#### Dataset ####

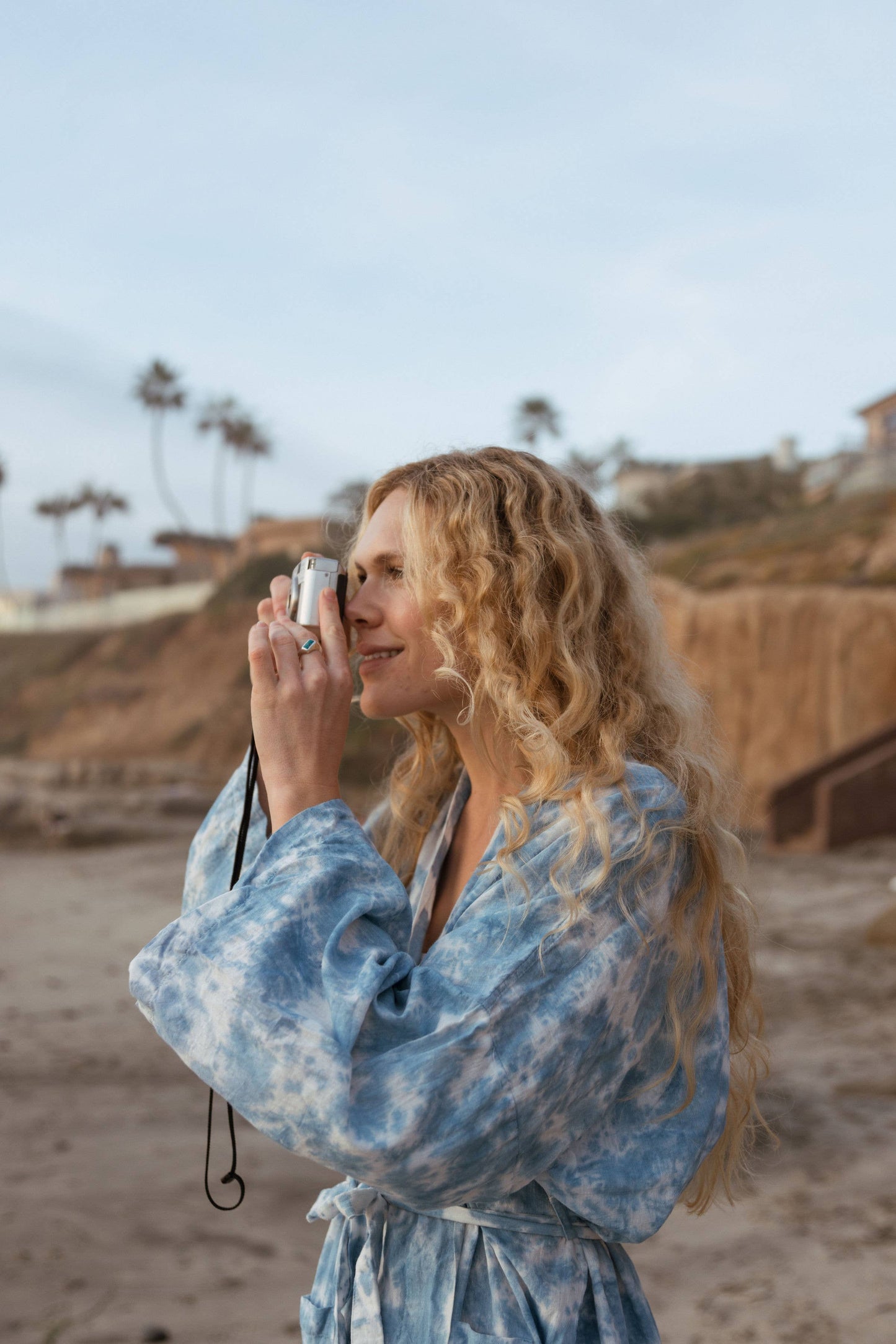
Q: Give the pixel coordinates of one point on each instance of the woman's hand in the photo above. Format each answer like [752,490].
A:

####
#### Dataset ####

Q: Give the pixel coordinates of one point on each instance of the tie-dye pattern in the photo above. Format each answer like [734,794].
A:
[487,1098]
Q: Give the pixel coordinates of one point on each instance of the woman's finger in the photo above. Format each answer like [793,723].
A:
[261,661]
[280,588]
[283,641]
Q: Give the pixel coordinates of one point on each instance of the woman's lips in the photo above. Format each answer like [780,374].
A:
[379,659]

####

▶ **Objective**:
Pick out every line of the records above that contains the word "woman", and copy each one in full.

▶ **Output**:
Q: Give the pixel coordinates of one point on each instance of the woman's hand in the photo above. Format each answer like [752,490].
Q: Give the pixel coordinates of one point on each instance of the woman's finger in the photo above. Format each answer like [793,723].
Q: Give the pixel coordinates of one point on each instance of the woman's lips in the photo above. Format each answer like [780,374].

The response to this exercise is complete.